Box annotations for photos
◇ ◇ ◇ ◇ ◇

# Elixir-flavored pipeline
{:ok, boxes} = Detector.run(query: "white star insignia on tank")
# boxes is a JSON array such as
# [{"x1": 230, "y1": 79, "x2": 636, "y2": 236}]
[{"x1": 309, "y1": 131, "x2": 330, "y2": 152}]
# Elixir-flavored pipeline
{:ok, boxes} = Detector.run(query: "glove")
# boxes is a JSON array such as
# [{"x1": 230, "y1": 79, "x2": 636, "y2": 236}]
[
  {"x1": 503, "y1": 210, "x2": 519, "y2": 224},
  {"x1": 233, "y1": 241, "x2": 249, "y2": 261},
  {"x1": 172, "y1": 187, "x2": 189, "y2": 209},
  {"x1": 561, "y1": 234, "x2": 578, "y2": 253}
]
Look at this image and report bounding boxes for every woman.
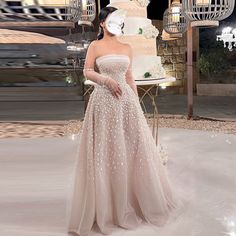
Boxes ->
[68,7,183,236]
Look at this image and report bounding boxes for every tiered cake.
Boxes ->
[108,0,166,80]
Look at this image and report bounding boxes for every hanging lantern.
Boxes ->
[163,0,188,38]
[161,30,179,41]
[183,0,235,27]
[78,0,96,26]
[216,27,236,51]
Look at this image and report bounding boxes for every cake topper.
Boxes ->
[105,9,127,36]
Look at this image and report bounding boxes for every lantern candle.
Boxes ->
[172,7,180,23]
[82,0,87,11]
[196,0,211,6]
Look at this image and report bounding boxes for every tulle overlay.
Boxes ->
[68,55,182,236]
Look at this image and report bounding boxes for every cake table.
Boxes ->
[84,77,176,144]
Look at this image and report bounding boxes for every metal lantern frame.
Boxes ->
[163,0,188,38]
[183,0,235,27]
[78,0,96,26]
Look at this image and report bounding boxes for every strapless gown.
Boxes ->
[68,54,182,236]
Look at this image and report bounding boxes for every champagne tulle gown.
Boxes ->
[68,54,183,236]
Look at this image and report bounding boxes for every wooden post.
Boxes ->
[98,0,101,14]
[187,24,193,120]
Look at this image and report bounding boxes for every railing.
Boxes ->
[0,0,82,27]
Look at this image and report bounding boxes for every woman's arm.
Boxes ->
[125,44,138,96]
[83,41,122,98]
[83,41,108,86]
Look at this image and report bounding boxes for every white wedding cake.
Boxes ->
[108,0,166,80]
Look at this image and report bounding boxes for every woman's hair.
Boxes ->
[97,7,117,40]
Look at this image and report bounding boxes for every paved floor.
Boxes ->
[0,95,236,121]
[0,128,236,236]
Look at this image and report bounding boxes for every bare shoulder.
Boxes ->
[89,40,99,47]
[123,43,132,55]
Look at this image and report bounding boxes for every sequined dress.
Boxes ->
[68,54,183,236]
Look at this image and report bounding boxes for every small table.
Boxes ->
[84,77,176,144]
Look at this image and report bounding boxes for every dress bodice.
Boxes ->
[96,54,130,82]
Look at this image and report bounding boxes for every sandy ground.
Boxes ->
[0,115,236,138]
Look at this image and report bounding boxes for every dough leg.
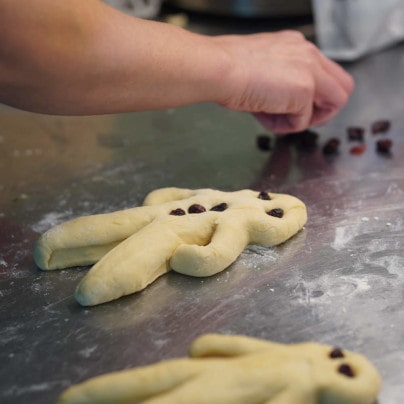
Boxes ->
[34,207,156,270]
[75,223,181,306]
[57,359,199,404]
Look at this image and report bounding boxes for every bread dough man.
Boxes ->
[34,188,307,306]
[58,334,381,404]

◇ ◇ ◇ ◇ ◇

- [Task goal]:
Copy out every one of the records above word for word, but omit the pictures.

- [Complete answer]:
# Elixir-flavored pipeline
{:ok, boxes} = Detector.run(query: "white star insignia on tank")
# boxes is a JSON array such as
# [{"x1": 230, "y1": 79, "x2": 636, "y2": 236}]
[{"x1": 309, "y1": 131, "x2": 330, "y2": 152}]
# Elixir-flavored pipeline
{:ok, boxes} = Detector.run(query: "glove")
# boxes is a JSON array such as
# [{"x1": 230, "y1": 79, "x2": 636, "y2": 236}]
[
  {"x1": 503, "y1": 210, "x2": 519, "y2": 224},
  {"x1": 233, "y1": 241, "x2": 249, "y2": 261},
  {"x1": 172, "y1": 187, "x2": 189, "y2": 209},
  {"x1": 561, "y1": 234, "x2": 578, "y2": 253}
]
Look at this image and report bounding boxes for every woman.
Boxes ->
[68,7,183,236]
Look at this image and report bounding boxes for every tiered cake.
Boxes ->
[108,0,166,80]
Look at this image and report bounding boxes for every hanging lantern.
Boxes ->
[163,0,188,38]
[161,30,179,41]
[183,0,235,27]
[78,0,96,26]
[216,27,236,51]
Look at this image and report bounding boxes for every cake topper.
Boxes ->
[105,9,127,36]
Look at this image and report bounding boxes for every lantern candle.
Boxes ->
[172,7,180,23]
[82,0,87,11]
[196,0,211,6]
Look at this image and report bounding boxes for every tulle overlay.
Boxes ->
[68,55,182,236]
Look at this image and report bounding boxes for every cake table.
Boxes ->
[84,77,176,144]
Look at this image and report bounding boxes for every metal lantern frame.
Boxes ->
[163,0,188,38]
[183,0,235,27]
[78,0,96,26]
Look at this image and report bounding boxes for every strapless gown.
Boxes ->
[68,54,182,236]
Look at this image and report bounding boxes for every champagne tulle gown.
Boxes ->
[68,54,183,236]
Look at this image and report bounding boxes for every wooden post.
Boxes ->
[98,0,101,14]
[187,24,193,120]
Look at this image and report bounding boxes for every railing.
Boxes ->
[0,0,82,27]
Look at this image and report bounding boxes for every woman's arm.
Boxes ->
[125,44,138,96]
[83,41,122,98]
[83,41,108,86]
Look at this image and report bounding boxes for every white wedding cake.
Boxes ->
[108,0,166,80]
Look at this image and report bounding boxes for every woman's hair.
Boxes ->
[97,7,117,40]
Look at this image and report bounding boxes for every paved floor.
Boxes ->
[0,95,236,121]
[0,128,236,236]
Look at this image and report bounding boxes for every bare shoulder.
Boxes ->
[89,40,99,47]
[123,43,132,55]
Look at this image and report bounding boxes for every sequined dress.
Boxes ->
[68,54,183,236]
Look at this image and report bounding boxes for every small table.
Boxes ->
[84,77,176,144]
Look at this image and report bounding boxes for every dress bodice.
Boxes ->
[96,54,130,82]
Look at this image and report bounding boxes for every sandy ground.
Boxes ->
[0,115,236,138]
Look at this image and report bounding boxes for every dough leg.
Boxes ->
[34,207,156,270]
[75,223,181,306]
[57,359,199,404]
Look at this image and report bounding boxes for every bread dough man.
Boxes ->
[34,188,307,306]
[58,334,381,404]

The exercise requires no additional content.